**TASK STATEMENT:** Line by line, copy the material below exactly as given.

BEGIN

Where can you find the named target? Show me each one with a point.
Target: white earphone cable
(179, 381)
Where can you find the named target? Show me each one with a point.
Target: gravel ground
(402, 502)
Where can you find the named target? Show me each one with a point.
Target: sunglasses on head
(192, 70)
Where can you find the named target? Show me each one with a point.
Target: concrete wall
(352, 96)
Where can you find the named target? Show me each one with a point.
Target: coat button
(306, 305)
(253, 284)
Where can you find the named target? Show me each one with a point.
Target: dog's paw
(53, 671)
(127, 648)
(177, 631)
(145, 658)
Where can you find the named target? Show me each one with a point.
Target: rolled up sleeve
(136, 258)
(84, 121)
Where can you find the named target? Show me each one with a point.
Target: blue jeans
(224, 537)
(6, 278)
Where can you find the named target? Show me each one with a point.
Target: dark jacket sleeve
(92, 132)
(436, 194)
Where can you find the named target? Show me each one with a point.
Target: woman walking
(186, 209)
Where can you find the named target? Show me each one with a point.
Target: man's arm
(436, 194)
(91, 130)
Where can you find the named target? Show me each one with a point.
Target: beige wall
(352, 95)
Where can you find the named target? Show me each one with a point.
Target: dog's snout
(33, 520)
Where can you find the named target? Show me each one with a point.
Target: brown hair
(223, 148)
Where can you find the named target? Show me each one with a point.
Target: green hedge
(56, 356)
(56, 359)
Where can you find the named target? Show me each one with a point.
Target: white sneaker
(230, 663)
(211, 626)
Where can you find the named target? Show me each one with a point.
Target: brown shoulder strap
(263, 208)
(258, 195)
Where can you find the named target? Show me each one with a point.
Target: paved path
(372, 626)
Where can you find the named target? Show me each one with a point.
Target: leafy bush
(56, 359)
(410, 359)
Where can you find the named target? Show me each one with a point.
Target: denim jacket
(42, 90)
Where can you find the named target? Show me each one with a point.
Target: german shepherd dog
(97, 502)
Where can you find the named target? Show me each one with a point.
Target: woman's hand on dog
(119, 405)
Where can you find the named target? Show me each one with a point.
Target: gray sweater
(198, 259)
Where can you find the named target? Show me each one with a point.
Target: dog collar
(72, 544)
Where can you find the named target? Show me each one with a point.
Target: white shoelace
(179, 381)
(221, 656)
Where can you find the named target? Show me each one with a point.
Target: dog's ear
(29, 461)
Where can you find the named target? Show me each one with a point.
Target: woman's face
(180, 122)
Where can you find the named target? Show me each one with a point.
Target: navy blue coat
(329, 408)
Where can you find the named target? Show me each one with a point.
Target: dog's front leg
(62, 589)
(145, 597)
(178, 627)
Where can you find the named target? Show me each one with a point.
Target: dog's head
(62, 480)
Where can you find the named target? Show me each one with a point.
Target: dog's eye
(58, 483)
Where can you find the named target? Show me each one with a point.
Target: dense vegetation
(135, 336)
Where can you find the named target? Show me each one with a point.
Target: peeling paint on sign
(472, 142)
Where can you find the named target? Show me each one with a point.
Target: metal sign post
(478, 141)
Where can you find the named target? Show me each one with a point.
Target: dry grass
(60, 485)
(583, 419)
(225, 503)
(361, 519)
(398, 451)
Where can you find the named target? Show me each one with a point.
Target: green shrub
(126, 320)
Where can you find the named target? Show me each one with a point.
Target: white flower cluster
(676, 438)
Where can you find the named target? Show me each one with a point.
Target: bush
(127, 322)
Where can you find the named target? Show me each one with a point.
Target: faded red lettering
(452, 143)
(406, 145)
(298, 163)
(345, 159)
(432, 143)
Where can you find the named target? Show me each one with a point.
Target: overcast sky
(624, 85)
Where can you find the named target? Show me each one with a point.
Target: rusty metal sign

END

**SOLUTION TO THIS TASK:**
Where can you find the named target? Show me each one with a point.
Target: white earphone cable
(179, 381)
Where can you find the named target? Show me each one with a point.
Target: gravel ground
(402, 502)
Where can you find the named target? Show me each one with a point.
Target: sunglasses on head
(192, 70)
Where can you find the named target? Show me each one with a point.
Target: concrete wall
(352, 96)
Where can you find the named target? Show me each one with a point.
Target: coat button
(306, 305)
(253, 284)
Where can you find the named target? Show me each one with a point.
Target: dog's paw
(53, 671)
(127, 648)
(177, 631)
(145, 658)
Where can you find the named target? Show me each one with a point.
Target: rolled up sleeve
(136, 258)
(84, 121)
Where can you find the named target? Show me each one with a point.
Target: blue jeans
(224, 537)
(6, 278)
Where can you find the named target? Show me each one with a point.
Target: dark jacket sleeve
(92, 132)
(436, 194)
Where can you find the named target? Show me each one with a point.
Target: woman walking
(186, 209)
Where can you find the named target? Show me each one with a point.
Target: man's arm
(436, 194)
(91, 130)
Where can you find the named target? Show me each one with a point.
Target: beige wall
(352, 95)
Where can you find the named target? Show me each one with a point.
Target: dog's snout
(33, 520)
Where can you find the named target? Show me each one with a point.
Target: brown hair
(223, 148)
Where can you find the named target? Show me each one with a point.
Target: green hedge
(56, 356)
(56, 359)
Where can you find the named target? Show me each one with a point.
Target: white sneaker
(230, 663)
(211, 626)
Where can you find the named target? Show me each one with a point.
Target: brown shoulder strap
(263, 208)
(258, 195)
Where can you find the named target? Show me each one with a point.
Target: paved path
(372, 626)
Where can you find the named target? Show me each one with a point.
Target: leafy bush
(56, 359)
(410, 359)
Where can you find the named target? Show me each one with a point.
Target: denim jacket
(42, 90)
Where can you find the named target? Show me each one with a point.
Target: german shepherd dog
(97, 502)
Where can you find the named target? Show me each one with a point.
Target: woman's hand on dog
(119, 405)
Where can you find the named target? Show me each one with a point.
Target: gray sweater
(198, 259)
Where can you find the named target? Show me each one with a point.
Target: dog collar
(72, 544)
Where can you find the named target? Show me each one with a point.
Target: white shoelace
(179, 381)
(221, 656)
Where can you find the named target? Show me each one with a point.
Target: dog's ear
(29, 461)
Where can you find the named target? Show me each one with a point.
Target: woman's face
(180, 122)
Where can you find the named target? Show me each one with a point.
Target: navy blue coat
(329, 408)
Where can you find the named target? Show me each one with a point.
Target: dog's front leg
(62, 589)
(145, 597)
(178, 627)
Where can you find the named target? Show me each one with a point.
Target: dog's head
(62, 480)
Where can you find the named target? Show me each one with a point.
Target: dog's eye
(58, 483)
Where can you find the named target? Show me each one with a point.
Target: dense vegetation
(135, 336)
Where can you find the named target? Show me each one with a point.
Target: peeling paint on sign
(472, 142)
Where can you find the named target? Show me each one with a point.
Target: metal sign post
(478, 141)
Where can you find the named target? Show me each one with a point.
Target: dry grass
(60, 485)
(583, 419)
(225, 503)
(361, 519)
(398, 451)
Where can you find the named target? Show me each one with a point.
Target: green shrub
(126, 320)
Where can you find the named target? Show me each one with a point.
Target: white flower cluster
(676, 438)
Where can you find the named target? Show me each one with a point.
Target: bush
(127, 322)
Where can you find the named target? Show me each one with a point.
Target: faded red lettering
(452, 143)
(406, 145)
(298, 163)
(345, 159)
(432, 143)
Where can you find the named target? Show me each one with a point.
Target: overcast sky
(624, 85)
Where can you find the named target? Show me each one with a point.
Target: rusty metal sign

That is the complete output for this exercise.